* Problem statement: Repeat the rows verbatim, starting at the first line and ending with the line that contains "[0,1,1200,736]".

Data entries
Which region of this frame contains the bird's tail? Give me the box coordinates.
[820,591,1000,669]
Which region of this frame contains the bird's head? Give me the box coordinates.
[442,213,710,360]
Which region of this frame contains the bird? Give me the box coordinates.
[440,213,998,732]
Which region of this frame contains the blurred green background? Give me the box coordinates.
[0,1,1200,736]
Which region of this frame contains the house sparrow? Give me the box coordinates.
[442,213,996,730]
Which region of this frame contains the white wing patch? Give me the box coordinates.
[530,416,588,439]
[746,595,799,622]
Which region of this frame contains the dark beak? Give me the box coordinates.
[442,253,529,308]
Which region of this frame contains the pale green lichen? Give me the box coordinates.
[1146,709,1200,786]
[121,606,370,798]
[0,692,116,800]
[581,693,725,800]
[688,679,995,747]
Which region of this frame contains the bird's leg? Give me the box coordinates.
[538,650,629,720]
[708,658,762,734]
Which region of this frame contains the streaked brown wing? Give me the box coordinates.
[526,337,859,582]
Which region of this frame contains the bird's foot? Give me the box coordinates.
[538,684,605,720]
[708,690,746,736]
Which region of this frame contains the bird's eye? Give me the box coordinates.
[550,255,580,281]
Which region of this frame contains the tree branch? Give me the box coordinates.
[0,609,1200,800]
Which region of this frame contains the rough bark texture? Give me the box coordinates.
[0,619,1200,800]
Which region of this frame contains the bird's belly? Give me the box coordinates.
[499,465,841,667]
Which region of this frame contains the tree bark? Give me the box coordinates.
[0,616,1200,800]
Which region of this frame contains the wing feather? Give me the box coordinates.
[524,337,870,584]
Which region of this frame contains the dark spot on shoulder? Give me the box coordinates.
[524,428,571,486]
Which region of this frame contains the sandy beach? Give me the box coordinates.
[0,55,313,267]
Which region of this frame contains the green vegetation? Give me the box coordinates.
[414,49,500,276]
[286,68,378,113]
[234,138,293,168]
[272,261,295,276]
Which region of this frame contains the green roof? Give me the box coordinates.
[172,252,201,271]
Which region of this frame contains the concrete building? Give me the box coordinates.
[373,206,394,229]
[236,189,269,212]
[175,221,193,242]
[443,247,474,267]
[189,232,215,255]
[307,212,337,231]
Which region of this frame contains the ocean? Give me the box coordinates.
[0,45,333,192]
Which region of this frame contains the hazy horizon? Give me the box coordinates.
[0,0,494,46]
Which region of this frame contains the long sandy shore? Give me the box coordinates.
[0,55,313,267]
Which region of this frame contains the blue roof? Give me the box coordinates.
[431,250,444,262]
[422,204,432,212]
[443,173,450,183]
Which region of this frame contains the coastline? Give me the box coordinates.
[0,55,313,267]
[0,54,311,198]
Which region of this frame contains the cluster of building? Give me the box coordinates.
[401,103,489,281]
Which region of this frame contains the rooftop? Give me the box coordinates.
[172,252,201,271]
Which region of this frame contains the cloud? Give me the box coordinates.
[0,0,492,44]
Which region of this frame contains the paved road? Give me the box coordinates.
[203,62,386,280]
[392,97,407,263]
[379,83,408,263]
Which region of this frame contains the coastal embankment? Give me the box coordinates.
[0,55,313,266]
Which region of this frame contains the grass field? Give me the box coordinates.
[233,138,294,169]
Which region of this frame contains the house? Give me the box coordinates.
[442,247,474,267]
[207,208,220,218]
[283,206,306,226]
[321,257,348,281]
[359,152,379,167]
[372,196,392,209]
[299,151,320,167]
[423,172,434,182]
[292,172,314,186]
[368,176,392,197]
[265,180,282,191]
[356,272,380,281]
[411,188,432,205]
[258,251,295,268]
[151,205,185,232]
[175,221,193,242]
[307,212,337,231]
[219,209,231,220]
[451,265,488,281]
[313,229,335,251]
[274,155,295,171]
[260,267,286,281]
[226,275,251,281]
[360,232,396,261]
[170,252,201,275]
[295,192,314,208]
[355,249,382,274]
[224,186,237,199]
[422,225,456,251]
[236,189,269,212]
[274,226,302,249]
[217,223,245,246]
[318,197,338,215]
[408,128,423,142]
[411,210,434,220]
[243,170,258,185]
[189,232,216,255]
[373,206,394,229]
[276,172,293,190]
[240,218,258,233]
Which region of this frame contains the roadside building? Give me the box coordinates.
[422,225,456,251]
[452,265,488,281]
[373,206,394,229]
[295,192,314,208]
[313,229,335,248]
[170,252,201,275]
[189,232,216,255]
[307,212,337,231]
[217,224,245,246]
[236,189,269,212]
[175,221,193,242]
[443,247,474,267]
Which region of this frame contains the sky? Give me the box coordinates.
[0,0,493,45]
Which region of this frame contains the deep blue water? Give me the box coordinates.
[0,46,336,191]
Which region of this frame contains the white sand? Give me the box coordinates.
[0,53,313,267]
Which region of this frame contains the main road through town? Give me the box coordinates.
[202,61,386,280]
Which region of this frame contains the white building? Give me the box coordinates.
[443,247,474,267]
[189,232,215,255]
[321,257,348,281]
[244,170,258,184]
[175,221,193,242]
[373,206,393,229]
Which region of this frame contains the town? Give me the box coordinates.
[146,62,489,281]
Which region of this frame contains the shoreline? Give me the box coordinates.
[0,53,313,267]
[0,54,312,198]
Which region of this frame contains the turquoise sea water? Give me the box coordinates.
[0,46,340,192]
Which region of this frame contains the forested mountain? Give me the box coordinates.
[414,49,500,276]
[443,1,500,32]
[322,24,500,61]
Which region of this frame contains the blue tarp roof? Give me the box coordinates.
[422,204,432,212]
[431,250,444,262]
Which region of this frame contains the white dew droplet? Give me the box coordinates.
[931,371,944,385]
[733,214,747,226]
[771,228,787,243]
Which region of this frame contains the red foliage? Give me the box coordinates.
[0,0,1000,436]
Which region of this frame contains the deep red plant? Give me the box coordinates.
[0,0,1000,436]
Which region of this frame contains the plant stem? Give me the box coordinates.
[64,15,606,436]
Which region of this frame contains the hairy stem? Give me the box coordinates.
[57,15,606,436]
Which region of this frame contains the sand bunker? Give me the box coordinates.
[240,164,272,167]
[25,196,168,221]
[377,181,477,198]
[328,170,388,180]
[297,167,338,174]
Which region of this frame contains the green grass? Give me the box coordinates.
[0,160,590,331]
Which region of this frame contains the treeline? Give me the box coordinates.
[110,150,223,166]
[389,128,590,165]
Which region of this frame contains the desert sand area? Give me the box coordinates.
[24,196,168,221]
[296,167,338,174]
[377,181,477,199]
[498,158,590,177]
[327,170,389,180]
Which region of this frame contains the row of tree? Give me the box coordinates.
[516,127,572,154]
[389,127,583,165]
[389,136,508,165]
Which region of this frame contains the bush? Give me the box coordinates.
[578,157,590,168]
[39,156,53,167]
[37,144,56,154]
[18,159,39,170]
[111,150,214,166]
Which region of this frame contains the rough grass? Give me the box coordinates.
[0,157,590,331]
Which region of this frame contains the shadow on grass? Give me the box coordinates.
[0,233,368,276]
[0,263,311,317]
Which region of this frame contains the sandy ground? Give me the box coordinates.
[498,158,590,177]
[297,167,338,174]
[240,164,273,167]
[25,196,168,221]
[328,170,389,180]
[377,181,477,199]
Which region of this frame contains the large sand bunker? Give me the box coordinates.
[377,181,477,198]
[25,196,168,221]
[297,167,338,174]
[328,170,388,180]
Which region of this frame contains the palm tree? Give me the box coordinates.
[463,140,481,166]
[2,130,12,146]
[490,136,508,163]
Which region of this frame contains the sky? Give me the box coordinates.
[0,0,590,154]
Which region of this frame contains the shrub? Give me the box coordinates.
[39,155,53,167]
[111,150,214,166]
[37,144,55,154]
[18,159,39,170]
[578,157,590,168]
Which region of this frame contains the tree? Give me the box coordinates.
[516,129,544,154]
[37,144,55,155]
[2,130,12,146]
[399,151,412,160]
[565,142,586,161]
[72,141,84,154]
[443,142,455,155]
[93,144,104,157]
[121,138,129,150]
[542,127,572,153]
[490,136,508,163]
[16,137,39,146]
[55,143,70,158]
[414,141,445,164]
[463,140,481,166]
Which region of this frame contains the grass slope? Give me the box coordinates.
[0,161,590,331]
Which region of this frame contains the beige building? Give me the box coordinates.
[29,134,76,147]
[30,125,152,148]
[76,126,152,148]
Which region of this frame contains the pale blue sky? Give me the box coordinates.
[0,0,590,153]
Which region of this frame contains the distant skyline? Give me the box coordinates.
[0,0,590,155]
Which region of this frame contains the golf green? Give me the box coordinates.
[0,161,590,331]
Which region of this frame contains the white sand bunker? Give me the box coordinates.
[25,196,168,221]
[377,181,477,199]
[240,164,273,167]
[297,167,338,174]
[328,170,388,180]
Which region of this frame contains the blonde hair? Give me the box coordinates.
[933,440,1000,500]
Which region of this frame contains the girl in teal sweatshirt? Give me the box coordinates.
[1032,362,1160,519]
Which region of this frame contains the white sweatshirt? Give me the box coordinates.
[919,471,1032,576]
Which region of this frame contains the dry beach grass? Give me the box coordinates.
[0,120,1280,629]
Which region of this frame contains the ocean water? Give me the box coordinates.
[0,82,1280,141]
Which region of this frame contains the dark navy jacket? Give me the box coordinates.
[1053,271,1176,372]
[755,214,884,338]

* Solution to the exercise:
Which region of this frame contains the bird's tail? Give me the box coordinates.
[820,591,1000,669]
Which region of this frame contains the bird's head? Give me the box coordinates.
[442,213,710,360]
Which region of this frame contains the bird? Give me the box coordinates.
[440,213,998,732]
Which region of this frame contains the blurred green background? Give me the box coordinates.
[0,1,1200,736]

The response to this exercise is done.